[Opening SUPPLIED RECORDS section]

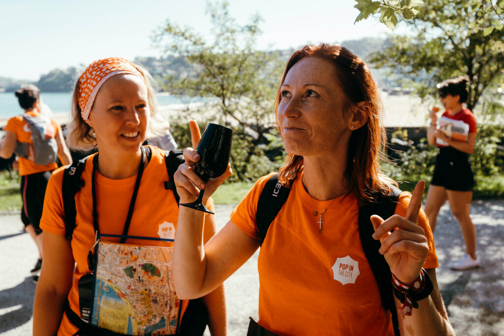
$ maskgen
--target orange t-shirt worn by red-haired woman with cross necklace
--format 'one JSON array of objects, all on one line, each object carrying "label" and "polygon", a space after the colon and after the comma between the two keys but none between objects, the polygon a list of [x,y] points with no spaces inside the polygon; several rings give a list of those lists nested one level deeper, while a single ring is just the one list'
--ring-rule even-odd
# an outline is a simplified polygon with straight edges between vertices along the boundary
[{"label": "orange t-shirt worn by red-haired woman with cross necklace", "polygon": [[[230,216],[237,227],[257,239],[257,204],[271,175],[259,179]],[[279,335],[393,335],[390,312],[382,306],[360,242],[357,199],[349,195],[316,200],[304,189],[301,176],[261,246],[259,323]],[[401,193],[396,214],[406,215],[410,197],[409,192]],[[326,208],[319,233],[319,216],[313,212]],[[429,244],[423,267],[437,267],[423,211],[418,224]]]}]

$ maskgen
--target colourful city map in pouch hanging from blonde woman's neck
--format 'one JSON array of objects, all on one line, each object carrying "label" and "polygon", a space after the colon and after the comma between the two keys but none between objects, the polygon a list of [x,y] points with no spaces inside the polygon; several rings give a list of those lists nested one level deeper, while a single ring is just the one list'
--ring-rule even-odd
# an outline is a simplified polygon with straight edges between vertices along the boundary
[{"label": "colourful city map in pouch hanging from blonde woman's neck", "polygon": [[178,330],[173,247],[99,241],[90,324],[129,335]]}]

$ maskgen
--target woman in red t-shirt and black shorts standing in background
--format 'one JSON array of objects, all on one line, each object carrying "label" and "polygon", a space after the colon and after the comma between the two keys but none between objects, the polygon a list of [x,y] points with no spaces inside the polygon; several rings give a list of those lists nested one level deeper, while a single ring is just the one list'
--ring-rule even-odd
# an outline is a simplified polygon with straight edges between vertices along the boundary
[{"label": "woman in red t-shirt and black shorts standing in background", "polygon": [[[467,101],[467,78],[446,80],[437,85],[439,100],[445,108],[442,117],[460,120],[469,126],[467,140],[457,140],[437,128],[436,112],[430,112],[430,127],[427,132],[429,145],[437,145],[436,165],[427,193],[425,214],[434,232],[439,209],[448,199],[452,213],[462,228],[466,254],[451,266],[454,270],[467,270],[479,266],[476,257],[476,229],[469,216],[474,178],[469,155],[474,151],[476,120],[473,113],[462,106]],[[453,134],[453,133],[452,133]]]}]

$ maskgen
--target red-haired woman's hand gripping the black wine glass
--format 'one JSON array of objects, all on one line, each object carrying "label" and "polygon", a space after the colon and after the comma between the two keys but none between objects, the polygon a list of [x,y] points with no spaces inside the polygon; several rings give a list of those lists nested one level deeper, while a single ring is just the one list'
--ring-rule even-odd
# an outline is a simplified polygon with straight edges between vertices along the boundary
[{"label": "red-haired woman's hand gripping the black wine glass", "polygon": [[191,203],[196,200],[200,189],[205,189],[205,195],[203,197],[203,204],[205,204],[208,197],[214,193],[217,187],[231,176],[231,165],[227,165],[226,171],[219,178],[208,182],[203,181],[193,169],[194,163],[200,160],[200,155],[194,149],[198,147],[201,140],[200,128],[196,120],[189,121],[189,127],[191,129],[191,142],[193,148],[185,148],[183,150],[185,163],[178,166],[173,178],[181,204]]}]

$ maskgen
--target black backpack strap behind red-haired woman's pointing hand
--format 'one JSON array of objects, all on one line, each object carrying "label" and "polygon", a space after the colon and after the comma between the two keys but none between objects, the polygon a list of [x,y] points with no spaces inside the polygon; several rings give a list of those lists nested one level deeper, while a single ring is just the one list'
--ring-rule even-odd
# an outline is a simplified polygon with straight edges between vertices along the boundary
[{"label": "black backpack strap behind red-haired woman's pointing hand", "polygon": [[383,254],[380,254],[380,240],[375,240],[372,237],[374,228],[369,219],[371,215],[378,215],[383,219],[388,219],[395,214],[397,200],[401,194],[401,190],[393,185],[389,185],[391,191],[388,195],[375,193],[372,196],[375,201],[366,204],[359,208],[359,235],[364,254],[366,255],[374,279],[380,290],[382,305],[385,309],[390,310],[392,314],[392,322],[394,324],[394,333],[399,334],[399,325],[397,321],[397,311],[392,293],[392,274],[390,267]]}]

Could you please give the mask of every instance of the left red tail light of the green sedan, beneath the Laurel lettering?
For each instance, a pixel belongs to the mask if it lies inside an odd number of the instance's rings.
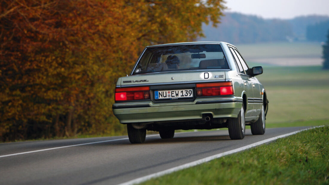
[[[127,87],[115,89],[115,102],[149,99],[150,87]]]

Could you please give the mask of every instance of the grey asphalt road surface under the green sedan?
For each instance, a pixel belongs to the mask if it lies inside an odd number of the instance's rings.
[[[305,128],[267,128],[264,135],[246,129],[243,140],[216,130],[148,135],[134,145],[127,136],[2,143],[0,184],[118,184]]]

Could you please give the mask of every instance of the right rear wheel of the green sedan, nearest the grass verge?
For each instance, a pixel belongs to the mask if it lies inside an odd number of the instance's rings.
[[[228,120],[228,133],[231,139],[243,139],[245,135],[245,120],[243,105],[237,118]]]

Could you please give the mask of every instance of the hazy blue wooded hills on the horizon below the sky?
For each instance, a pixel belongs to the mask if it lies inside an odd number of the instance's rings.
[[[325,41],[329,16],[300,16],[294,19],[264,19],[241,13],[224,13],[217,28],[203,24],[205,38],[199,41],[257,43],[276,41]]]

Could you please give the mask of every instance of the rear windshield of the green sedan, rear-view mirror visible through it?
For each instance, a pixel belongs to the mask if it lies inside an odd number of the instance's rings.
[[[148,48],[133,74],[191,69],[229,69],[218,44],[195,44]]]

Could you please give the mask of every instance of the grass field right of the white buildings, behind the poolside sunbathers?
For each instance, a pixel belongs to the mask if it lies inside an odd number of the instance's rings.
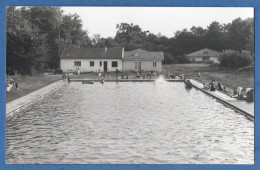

[Closing SUPPLIED RECORDS section]

PROBLEM DETAILS: Drop the images; restate the listing exactly.

THE COMPLETED TASK:
$ maskgen
--target orange t-shirt worn by red-haired woman with cross necklace
--format 'one JSON array of objects, all on one line, each object carrying "label" and "polygon", a space after the colon and after the comma between the two keys but none between objects, the polygon a list of [x,y] points with no spaces inside the polygon; several rings give a list of those lists nested one level deeper, while a single ring is just the one list'
--ring-rule even-odd
# an outline is a simplified polygon with straight edges between vertices along the boundary
[{"label": "orange t-shirt worn by red-haired woman with cross necklace", "polygon": [[[230,216],[237,227],[257,239],[257,204],[271,175],[259,179]],[[279,335],[393,335],[390,312],[382,306],[360,242],[357,199],[349,195],[316,200],[304,189],[301,176],[261,246],[259,323]],[[401,193],[396,214],[406,215],[410,197],[409,192]],[[326,208],[319,233],[319,216],[313,212]],[[429,244],[423,267],[437,267],[423,211],[418,224]]]}]

$ maskgen
--target colourful city map in pouch hanging from blonde woman's neck
--format 'one JSON array of objects, all on one line, each object carrying "label" and "polygon", a space after the colon and after the comma between the two keys but none between objects, the polygon a list of [x,y] points with no spaces inside the polygon; several rings give a list of those lists nested one level deeper, while a single ring is just the one list'
--ring-rule even-odd
# an outline is a simplified polygon with straight edges between vertices along the boundary
[{"label": "colourful city map in pouch hanging from blonde woman's neck", "polygon": [[178,330],[173,247],[99,241],[90,324],[129,335]]}]

$ maskgen
--target woman in red t-shirt and black shorts standing in background
--format 'one JSON array of objects, all on one line, each object carrying "label" and "polygon", a space after the colon and after the comma between the two keys but none between objects, the polygon a list of [x,y] points with no spaces inside the polygon; several rings give a list of those lists nested one level deeper, while a single ring is just the one list'
--ring-rule even-odd
# an outline is a simplified polygon with straight edges between vertices along the boundary
[{"label": "woman in red t-shirt and black shorts standing in background", "polygon": [[[467,101],[467,78],[446,80],[437,85],[439,100],[445,108],[442,117],[460,120],[469,126],[467,140],[457,140],[437,128],[436,112],[430,112],[430,127],[427,132],[429,145],[437,145],[436,165],[427,193],[425,214],[434,232],[439,209],[448,199],[452,213],[462,228],[466,254],[451,266],[454,270],[467,270],[479,266],[476,257],[476,229],[469,216],[474,178],[469,155],[474,151],[476,120],[473,113],[462,106]],[[453,134],[453,133],[452,133]]]}]

$ maskgen
--target red-haired woman's hand gripping the black wine glass
--format 'one JSON array of objects, all on one line, each object carrying "label" and "polygon", a space after the colon and after the comma between the two keys but none between objects, the polygon a list of [x,y] points with no spaces inside the polygon; several rings give a list of those lists nested one level deeper, while a single ring is just the one list'
--ring-rule even-odd
# an outline is a simplified polygon with straight edges between vertices along the boundary
[{"label": "red-haired woman's hand gripping the black wine glass", "polygon": [[191,203],[196,200],[200,189],[205,189],[205,195],[203,197],[203,204],[205,204],[208,197],[214,193],[217,187],[231,176],[231,165],[227,165],[226,171],[219,178],[208,182],[203,181],[193,169],[194,163],[200,160],[200,155],[194,149],[198,147],[201,140],[200,128],[196,120],[189,121],[189,127],[191,129],[191,142],[193,148],[185,148],[183,150],[185,163],[178,166],[173,178],[181,204]]}]

$ maskgen
--target black backpack strap behind red-haired woman's pointing hand
--format 'one JSON array of objects, all on one line, each object carrying "label" and "polygon", a space after the colon and after the comma between the two keys but none between objects, the polygon a list of [x,y] points with no spaces inside the polygon; several rings give a list of those lists nested one level deeper, while a single ring is just the one list'
--ring-rule even-odd
# an outline is a simplified polygon with straight edges between vertices along the boundary
[{"label": "black backpack strap behind red-haired woman's pointing hand", "polygon": [[383,254],[380,254],[380,240],[375,240],[372,237],[374,228],[369,219],[371,215],[378,215],[383,219],[388,219],[395,214],[397,200],[401,194],[401,190],[393,185],[389,185],[391,191],[388,195],[375,193],[372,196],[375,201],[366,204],[359,208],[359,235],[364,254],[366,255],[374,279],[380,290],[382,305],[385,309],[390,310],[392,314],[392,322],[394,324],[394,333],[399,334],[399,325],[397,321],[397,311],[392,293],[392,274],[390,267]]}]

Could you please give the mask of every instance of the left red tail light of the green sedan, beneath the Laurel lettering?
For each instance, a pixel belongs to the mask if it lies inside an odd number of the instance's rings.
[[[127,87],[115,89],[115,102],[149,99],[150,87]]]

Could you please give the mask of every instance of the grey asphalt road surface under the green sedan?
For each instance, a pixel belongs to the mask if it lies inside an odd number of the instance's rings.
[[[305,128],[267,128],[264,135],[246,129],[243,140],[216,130],[148,135],[134,145],[127,136],[2,143],[0,184],[118,184]]]

Could you please give the mask of every instance of the right rear wheel of the green sedan, nearest the grass verge?
For each instance, a pixel belongs to the mask if it lies inside an odd number of the instance's rings.
[[[228,120],[228,133],[231,139],[243,139],[245,135],[245,120],[243,105],[237,118]]]

Could you please give the mask of every instance of the hazy blue wooded hills on the horizon below the sky?
For each instance, a pixel belongs to the mask if it lies inside an odd number of the instance's rings.
[[[325,41],[329,16],[300,16],[294,19],[264,19],[241,13],[224,13],[217,28],[203,24],[205,38],[199,41],[257,43],[276,41]]]

Could you please give the mask of every instance of the rear windshield of the green sedan, rear-view mirror visible through it?
For each instance, a pixel belongs to the mask if it lies inside an odd number of the instance's rings.
[[[148,48],[133,74],[191,69],[229,69],[218,44],[195,44]]]

Could you please give the mask of every instance of the grass field right of the white buildings, behind the poolside sunbathers?
For each instance, a pixel belongs to the mask if it lies inside an odd number of the instance's rings.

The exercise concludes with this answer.